**PROBLEM**
Write out each record again exactly as it stands.

[Excerpts of pointing data]
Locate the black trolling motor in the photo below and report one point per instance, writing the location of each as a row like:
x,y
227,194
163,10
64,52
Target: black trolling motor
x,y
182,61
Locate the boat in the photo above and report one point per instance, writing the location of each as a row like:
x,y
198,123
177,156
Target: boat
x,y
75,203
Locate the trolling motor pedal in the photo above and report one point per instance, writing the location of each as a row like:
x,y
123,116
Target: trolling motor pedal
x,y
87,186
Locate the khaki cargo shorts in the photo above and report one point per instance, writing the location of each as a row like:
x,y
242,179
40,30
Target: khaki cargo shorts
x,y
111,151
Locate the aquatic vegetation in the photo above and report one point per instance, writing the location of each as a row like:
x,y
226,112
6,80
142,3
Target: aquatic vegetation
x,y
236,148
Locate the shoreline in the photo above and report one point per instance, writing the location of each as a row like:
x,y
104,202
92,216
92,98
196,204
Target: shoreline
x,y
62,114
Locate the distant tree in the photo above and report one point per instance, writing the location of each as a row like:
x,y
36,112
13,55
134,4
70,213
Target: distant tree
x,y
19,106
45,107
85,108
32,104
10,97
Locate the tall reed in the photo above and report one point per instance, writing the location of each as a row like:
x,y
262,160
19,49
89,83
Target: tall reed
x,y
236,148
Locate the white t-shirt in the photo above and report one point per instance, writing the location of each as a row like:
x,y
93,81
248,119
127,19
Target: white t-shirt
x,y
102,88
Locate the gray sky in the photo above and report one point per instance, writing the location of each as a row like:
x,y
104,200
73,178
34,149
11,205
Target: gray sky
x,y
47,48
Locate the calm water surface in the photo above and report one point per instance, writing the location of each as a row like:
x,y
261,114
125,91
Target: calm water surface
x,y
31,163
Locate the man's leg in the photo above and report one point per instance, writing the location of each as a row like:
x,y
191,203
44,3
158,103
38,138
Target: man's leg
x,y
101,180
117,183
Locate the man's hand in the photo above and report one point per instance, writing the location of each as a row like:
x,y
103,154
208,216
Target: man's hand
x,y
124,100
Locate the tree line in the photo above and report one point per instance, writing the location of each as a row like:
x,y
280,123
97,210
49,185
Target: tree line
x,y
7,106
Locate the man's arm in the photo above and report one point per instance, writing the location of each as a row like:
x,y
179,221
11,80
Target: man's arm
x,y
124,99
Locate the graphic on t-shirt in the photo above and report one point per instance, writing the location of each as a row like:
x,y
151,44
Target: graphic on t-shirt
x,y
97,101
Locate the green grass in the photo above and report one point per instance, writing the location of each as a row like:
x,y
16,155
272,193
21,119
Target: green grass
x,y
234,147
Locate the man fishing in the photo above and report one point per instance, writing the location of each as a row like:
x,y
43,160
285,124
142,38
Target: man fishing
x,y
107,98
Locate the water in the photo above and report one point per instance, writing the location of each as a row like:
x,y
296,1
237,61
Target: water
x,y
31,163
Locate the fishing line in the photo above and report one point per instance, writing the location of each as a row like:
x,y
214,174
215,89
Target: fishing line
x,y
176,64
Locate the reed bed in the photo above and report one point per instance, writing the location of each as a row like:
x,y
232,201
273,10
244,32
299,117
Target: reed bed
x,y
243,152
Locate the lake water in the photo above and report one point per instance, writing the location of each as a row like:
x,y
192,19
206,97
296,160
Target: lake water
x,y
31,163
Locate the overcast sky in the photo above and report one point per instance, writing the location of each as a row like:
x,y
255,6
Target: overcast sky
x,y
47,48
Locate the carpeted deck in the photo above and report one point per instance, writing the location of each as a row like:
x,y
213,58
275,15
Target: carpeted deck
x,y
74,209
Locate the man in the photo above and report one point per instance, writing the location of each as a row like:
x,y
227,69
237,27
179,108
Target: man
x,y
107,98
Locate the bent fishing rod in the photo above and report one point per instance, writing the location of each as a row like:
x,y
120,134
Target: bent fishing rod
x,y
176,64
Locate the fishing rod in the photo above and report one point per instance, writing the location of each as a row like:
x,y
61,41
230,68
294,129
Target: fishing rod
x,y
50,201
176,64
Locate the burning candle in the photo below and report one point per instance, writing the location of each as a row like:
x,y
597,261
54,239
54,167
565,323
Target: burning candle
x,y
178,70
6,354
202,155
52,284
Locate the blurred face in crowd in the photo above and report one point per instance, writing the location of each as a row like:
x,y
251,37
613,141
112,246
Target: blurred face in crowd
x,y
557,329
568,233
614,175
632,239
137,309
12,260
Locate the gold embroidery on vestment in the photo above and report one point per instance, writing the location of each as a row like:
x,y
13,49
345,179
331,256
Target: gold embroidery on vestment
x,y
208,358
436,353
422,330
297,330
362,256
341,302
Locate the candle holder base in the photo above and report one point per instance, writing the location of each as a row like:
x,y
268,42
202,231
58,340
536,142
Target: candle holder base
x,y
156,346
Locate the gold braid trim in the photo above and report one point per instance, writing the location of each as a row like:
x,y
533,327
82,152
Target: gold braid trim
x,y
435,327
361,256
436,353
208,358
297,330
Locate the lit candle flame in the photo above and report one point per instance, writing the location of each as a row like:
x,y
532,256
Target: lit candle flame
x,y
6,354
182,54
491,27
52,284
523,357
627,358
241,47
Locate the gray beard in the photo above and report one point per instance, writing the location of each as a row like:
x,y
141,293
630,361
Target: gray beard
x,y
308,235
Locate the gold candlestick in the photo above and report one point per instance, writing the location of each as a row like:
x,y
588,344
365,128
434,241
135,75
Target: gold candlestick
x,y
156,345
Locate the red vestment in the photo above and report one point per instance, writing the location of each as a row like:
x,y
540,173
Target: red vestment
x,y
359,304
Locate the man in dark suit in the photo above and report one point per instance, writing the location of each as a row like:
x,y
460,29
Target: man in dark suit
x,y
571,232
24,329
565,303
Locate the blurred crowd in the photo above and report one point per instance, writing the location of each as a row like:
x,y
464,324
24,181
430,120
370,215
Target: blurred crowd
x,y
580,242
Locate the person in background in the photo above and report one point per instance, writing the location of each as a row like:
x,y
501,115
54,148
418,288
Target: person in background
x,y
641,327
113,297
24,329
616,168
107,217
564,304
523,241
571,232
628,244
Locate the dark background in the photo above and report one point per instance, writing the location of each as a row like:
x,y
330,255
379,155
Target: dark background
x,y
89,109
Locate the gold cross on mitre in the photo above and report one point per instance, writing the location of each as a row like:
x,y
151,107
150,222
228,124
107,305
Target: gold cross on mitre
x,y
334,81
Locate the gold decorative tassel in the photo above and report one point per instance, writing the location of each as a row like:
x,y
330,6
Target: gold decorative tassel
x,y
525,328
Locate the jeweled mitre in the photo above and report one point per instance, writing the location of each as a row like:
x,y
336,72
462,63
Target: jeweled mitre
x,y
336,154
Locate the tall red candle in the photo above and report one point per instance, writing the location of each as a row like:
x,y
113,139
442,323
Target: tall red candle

**TASK ANSWER**
Locate the black trolling motor in the photo below and report one point per instance, writing the location of each as a row like:
x,y
227,194
163,10
64,52
Target: black trolling motor
x,y
182,61
Locate the boat in the photo above and report one point per instance, writing the location of each as a row like:
x,y
198,123
177,156
Target: boat
x,y
75,203
Locate the trolling motor pedal in the photo above and report one point per instance, writing the location of each as a row like:
x,y
123,116
Target: trolling motor pedal
x,y
87,186
Locate the khaki cargo shorts in the photo above and report one point per instance, writing the location of each as a row like:
x,y
242,179
40,30
Target: khaki cargo shorts
x,y
111,151
Locate the aquatic vegetation in the photo above and report one point per instance, writing the location of each as a row like:
x,y
226,112
6,80
142,3
Target: aquatic vegetation
x,y
236,148
Locate the shoreline in the photo above and report one point per instance, writing the location of each as a row like:
x,y
104,202
92,216
92,98
196,204
Target: shoreline
x,y
62,114
Locate the distant tree in the photo above and report one point per instance, writing the location of each as a row like:
x,y
36,112
13,55
134,4
70,213
Target: distant tree
x,y
19,106
45,107
85,108
32,104
10,97
Locate the tall reed in the photo above and report one point per instance, writing the location of each as a row like:
x,y
262,160
19,49
89,83
Target: tall reed
x,y
236,148
Locate the white t-shirt in the photo above and report one point per instance, writing the location of each as a row like:
x,y
93,81
248,119
127,19
Target: white t-shirt
x,y
102,88
Locate the gray sky in the photo above and report one point per instance, writing the location of each as a row like:
x,y
104,200
73,178
34,149
11,205
Target: gray sky
x,y
47,48
Locate the calm water surface in the photo above and report one point per instance, writing the location of each as a row like:
x,y
261,114
125,91
Target: calm water surface
x,y
31,163
Locate the man's leg in the photo above and report one point per instance, writing the location of each as a row like:
x,y
191,203
44,3
158,103
38,138
Target: man's leg
x,y
101,180
117,183
Locate the man's hand in the photo above and report one point per instance, writing the location of each as a row like:
x,y
103,154
208,216
Target: man's hand
x,y
124,100
Locate the tree line in the photo above and report one point per instance, writing the location of each as a row like:
x,y
280,123
97,210
49,185
Target: tree line
x,y
7,106
Locate the man's arm in the photo above and report one point per instance, writing the location of each as a row like:
x,y
179,221
11,80
Target: man's arm
x,y
124,99
Locate the graphic on t-shirt in the photo above and report one point per instance, writing the location of each as a row like:
x,y
151,44
Target: graphic on t-shirt
x,y
97,101
Locate the green grass in the photo above and report one point per instance, writing the location of each as a row like:
x,y
16,155
272,193
21,119
Target: green grass
x,y
234,147
Locate the man fishing in the photo above and report one point per instance, writing the location of each as a row like:
x,y
43,160
285,124
142,38
Target: man fishing
x,y
107,98
Locate the water in the photo above and report one point per instance, writing the location of each as a row like:
x,y
296,1
237,61
Target: water
x,y
31,163
Locate the fishing line in the photo above and report one point per instance, writing the location of each as a row like:
x,y
214,174
215,89
Target: fishing line
x,y
176,64
Locate the reed bed in the photo above and report one point per instance, writing the location of each as a row like:
x,y
232,201
273,10
244,32
299,117
Target: reed bed
x,y
243,152
Locate the lake water in the photo above and report one point per instance, writing the location of each as a row like:
x,y
192,19
206,97
296,160
Target: lake water
x,y
31,163
Locate the overcast sky in the photo above and report one point per instance, writing the location of each as a row like:
x,y
255,6
Target: overcast sky
x,y
47,48
Locate the carpeted deck in the photo above and report one point per instance, writing the location of each as a row like:
x,y
213,58
275,15
Target: carpeted deck
x,y
74,209
Locate the man in the photo above and report one point per instance, writing the location of each as a row like:
x,y
227,69
237,27
179,108
Target: man
x,y
107,98
Locate the bent fishing rod in the photo above and report one point per instance, writing the location of each as a row like:
x,y
120,134
Target: bent fishing rod
x,y
176,64
Locate the fishing rod in the photo above and report one point per instance, writing the location of each as a row like:
x,y
61,41
230,68
294,129
Target: fishing rod
x,y
50,201
176,64
Locate the burning candle in the photo below and report one point per instance, writing the location of each as a row like:
x,y
597,261
54,239
54,167
565,323
Target: burning candle
x,y
178,70
6,354
202,155
52,284
Locate the blurred face in crowd in the photo above and report one point per instance, writing the location of each as a row like:
x,y
251,37
613,141
112,246
Target: blurred face in crowd
x,y
557,329
568,233
614,175
632,239
137,309
12,260
Locate the gold embroidery on vestment in the photo above and report one point per instance, writing the location of each as a row like:
x,y
13,49
345,179
331,256
Target: gold embroidery on vestment
x,y
208,358
436,353
422,330
297,330
362,256
341,302
Locate the candle holder base in the photo above and report one point per instance, writing the location of each as a row like:
x,y
268,42
202,231
58,340
536,142
Target: candle holder base
x,y
156,346
Locate the gold braid trim in the photo above and report one point per instance, writing the location of each as a row like:
x,y
533,327
82,152
Target: gold braid trim
x,y
435,327
361,256
436,353
208,358
297,330
Locate the lit candle flame in the photo above and report one point per instance, writing the location of each as a row like:
x,y
532,256
Target: lit candle flame
x,y
6,354
182,54
491,27
52,284
523,357
627,358
241,47
Locate the gray beard in the photo above and report one point per instance, writing the location of each as a row like:
x,y
141,293
630,361
Target: gray beard
x,y
308,235
Locate the gold candlestick in the photo above and report one point per instance, writing the location of each as a row like:
x,y
588,344
365,128
434,241
135,75
Target: gold candlestick
x,y
156,345
Locate the red vestment in the photo above and report one point per instance, writing the location of each as a row like:
x,y
540,173
Target: red vestment
x,y
359,304
Locate the man in dark suit in the photo above and report one point per instance, writing the location of each as a row like:
x,y
460,29
Target: man in dark suit
x,y
571,232
24,329
565,303
Locate the blurred crowd in the photo above and report one point per instance, writing the location of each as a row like:
x,y
464,324
24,181
430,120
370,215
Target: blurred crowd
x,y
580,242
Locate the person in background in the photo above and report one point per instance, writing the location of each as a row like:
x,y
501,115
54,148
418,288
Target: person in background
x,y
641,327
113,297
24,329
616,168
107,217
564,304
523,241
571,232
628,244
Locate the dark background in the photo above and report one point per instance, writing the location of each as a row like:
x,y
330,255
379,155
Target: dark background
x,y
89,109
Locate the gold cross on mitre in the photo above and report one point per instance, writing the location of each as a row like:
x,y
151,107
150,222
228,124
107,305
Target: gold cross on mitre
x,y
334,81
Locate the gold decorative tassel in the photo above and report one point per instance, writing the location of each as a row like:
x,y
330,6
Target: gold decorative tassel
x,y
525,328
Locate the jeweled mitre in the photo above and report one point per instance, writing the location of each as a row like:
x,y
336,72
462,63
Target: jeweled mitre
x,y
336,154
Locate the tall red candle in the photo above and report one point per instance, writing the location of each as a row like:
x,y
113,139
442,323
Target: tall red candle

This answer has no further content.